# Arbeitsauftrag
An welchem Datum wurde die Niederlassung der Barmherzigen Brüder in Wörishofen laut Textabschnitt endgültig genehmigt?

# Textabschnitt
++++

Sebastian Kneipp kaufte also am 18. Juli 1893 von Franz Hatzelmann40 das abgebrannte Anwesen Hs.Nr. 55 samt den Flächen, welche zu diesem Anwesen gehörten für 25.000 Mark.41 12.5000 Mark bezahlt Kneipp sofort, 12.500 Mark sollten ein Vierteljahr später beglichen werden. Deshalb verkaufte Kneipp am 25. November 1893 das Anwesen Hs.Nr. 55, samt dem dazugehörigen Grundbesitz, für 15.000 Mark an die Barmherzigen Brüder. Kneipp erließ jedoch von diesem Kaufpreis 2.500 Mark, so dass die Barmherzigen Brüder Kneipp nur 12.500 M geben mussten. Kneipp nahm dieses Geld, um seine Restschulden bei Hatzelmann abzuzahlen. Mit diesem Kauf unterstand die Führung und Verwaltung des Sebastianeums Prior Bonifaz Reile. An diesem Tag schenkte Kneipp den Barmherzigen Brüdern auch noch eine 16,3 ar große Wiese bei Hs.Nr.56, im Wert von 4.800 Mark, welche er zuvor von Benedikt Tröber erworben hatte.
Dass es zu diesem Kauf bzw. der Schenkung kam, war ein Verdienst von Prior Bonifaz Reile. Er erinnerte Kneipp immer wieder daran, das Kurhaus den Barmherzigen Brüdern zu überlassen. Einerseits wollte Reile Klarheit, wer den Kurhausbau samt seiner Erweiterung bezahlen musste42 und andererseits war dies die Voraussetzung, damit sich die Barmherzigen Brüder als Orden in Wörishofen endgültig etablieren konnten.43 Zwar war staatlicherseits am 30. März 1892 die Niederlassung von 15 Religiosen des Ordens der Barmherzigen Brüder in Wörishofen vorläufig genehmigt worden, die endgültige Genehmigung erfolgte aber erst am 11. Oktober 1893 (vgl. Anhang).

++++

# Bereitgestellte Daten
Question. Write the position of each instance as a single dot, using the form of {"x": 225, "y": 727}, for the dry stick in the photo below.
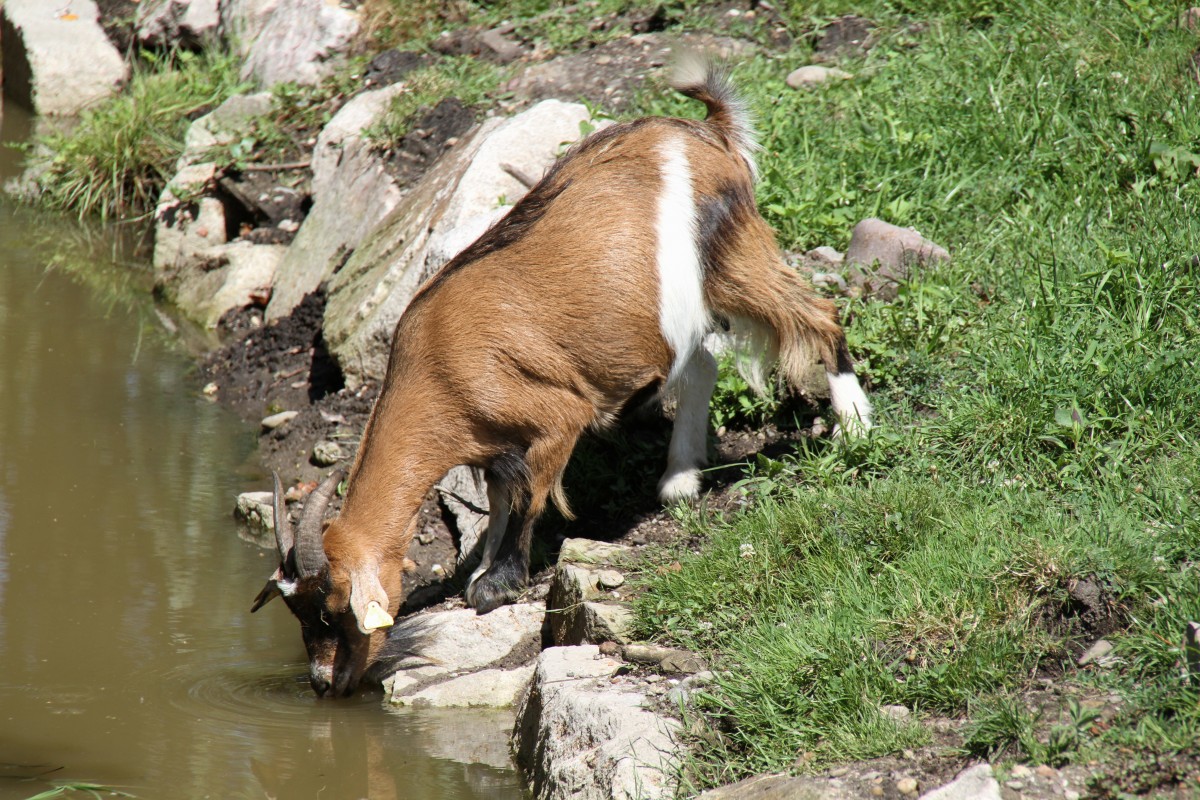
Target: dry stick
{"x": 528, "y": 182}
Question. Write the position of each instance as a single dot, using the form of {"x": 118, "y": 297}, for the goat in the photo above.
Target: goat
{"x": 595, "y": 290}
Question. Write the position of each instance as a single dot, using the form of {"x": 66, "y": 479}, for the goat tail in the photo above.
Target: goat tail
{"x": 708, "y": 80}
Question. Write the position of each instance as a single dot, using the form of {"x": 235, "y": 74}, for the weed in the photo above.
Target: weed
{"x": 119, "y": 157}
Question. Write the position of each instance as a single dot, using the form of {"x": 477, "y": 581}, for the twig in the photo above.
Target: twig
{"x": 528, "y": 182}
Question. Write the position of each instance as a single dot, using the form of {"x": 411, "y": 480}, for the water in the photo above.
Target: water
{"x": 127, "y": 653}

++++

# Lösung
Am 11. Oktober 1893.